The Consumer Protection Act (CPA) prohibits unfair and deceptive trade practices. Persons “injured in their business or property” may sue for injunctive relief, damages, attorney’s costs and fees, and treble damages. Krista Peoples and Joel Stedman sued their insurance carriers under the CPA for violating Washington claims-handling regulations and wrongfully denying them personal injury protection (PIP) benefits. The Washington Supreme Court analyzed whether Peoples and Stedman allege an injury to “business or property” in Peoples v. United Servs. Auto. Ass’n., — P.3d —-, 2019 WL 6336407 (2019).
PIP coverage is an immediate source of payment for out-of–pocket expenses resulting from a vehicle collision, regardless of fault. PIP covers “all reasonable and necessary” medical expenses for an insured’s injuries arising from a covered event. Under WAC 284-30-330(4), it is an unfair practice for an insurer to deny PIP coverage without first conducting a reasonable investigation. Under WAC 284-30-395(1), it is also an unfair practice to deny, limit, or terminate PIP coverage for any reason other than the medical bills “(a) [a]re not reasonable; (b) [a]re not necessary; (c) [a]re not related to the accident; or (d) [a]re not incurred within three years of the automobile accident.”
Peoples alleged USAA refused, without any individualized assessment, to pay medical provider bills whenever a computerized review process determined the bill exceeded a predetermined limit. As such, USAA’s failure to investigate or make an individualized determination regarding the reasonableness or necessity of a provider’s charges before denying payment violated WAC 284-30-330(4) and WAC 284-30-395(1). Peoples alleged this practice of algorithmic review resulted in a routine failure to pay all reasonable medical expenses.

» ACTIVITY 1:
In the case summary, which regulation makes it an unfair practice for an insurer to deny PIP coverage without first conducting a reasonable investigation?
» ACTIVITY 2:
Turn the paragraph of the case summary that begins "PIP coverage is an immediate source" into a short bulleted list that keeps its main facts.
The records that come after this text have nothing to do with the work here.

» DATASET CONTENT:

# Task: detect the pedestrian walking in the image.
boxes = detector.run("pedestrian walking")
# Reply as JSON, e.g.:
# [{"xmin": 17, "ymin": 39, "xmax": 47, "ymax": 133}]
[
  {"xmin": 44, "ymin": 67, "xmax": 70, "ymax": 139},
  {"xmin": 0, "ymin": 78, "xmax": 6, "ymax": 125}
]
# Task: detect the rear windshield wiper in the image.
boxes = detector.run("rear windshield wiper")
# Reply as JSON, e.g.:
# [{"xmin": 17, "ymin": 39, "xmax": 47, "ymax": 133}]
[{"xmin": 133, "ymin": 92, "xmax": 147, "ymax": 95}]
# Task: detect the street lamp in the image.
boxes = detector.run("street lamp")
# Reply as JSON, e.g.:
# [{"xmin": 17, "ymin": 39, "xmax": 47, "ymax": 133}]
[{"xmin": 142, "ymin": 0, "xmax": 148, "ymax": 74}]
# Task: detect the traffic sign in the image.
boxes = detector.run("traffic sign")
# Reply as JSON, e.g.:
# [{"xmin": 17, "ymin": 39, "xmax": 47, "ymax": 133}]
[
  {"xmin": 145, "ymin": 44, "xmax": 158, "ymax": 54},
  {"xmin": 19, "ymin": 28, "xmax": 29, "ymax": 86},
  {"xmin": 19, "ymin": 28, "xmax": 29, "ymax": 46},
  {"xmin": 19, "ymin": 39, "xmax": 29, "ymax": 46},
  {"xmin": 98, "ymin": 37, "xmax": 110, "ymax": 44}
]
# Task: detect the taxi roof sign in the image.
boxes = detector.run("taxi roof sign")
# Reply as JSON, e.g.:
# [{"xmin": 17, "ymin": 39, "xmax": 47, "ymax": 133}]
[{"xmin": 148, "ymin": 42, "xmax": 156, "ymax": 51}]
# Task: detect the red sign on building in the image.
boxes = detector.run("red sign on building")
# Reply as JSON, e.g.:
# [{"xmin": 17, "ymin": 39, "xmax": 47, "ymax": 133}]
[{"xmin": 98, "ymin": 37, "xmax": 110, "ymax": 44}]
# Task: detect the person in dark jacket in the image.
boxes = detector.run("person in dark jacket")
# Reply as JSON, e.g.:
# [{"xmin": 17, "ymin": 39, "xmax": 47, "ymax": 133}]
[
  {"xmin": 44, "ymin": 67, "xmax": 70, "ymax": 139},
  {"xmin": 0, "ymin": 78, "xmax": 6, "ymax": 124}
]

» EXERCISE RESULT 1:
WAC 284-30-330(4).

» EXERCISE RESULT 2:
- PIP coverage pays out-of-pocket expenses from a vehicle collision right away, regardless of fault.
- It covers all reasonable and necessary medical expenses for an insured's injuries from a covered event.
- Under WAC 284-30-330(4), an insurer commits an unfair practice if it denies PIP coverage without a reasonable investigation.
- Under WAC 284-30-395(1), an insurer may deny, limit, or terminate PIP coverage only if the medical bills are not reasonable, not necessary, not related to the accident, or not incurred within three years of it.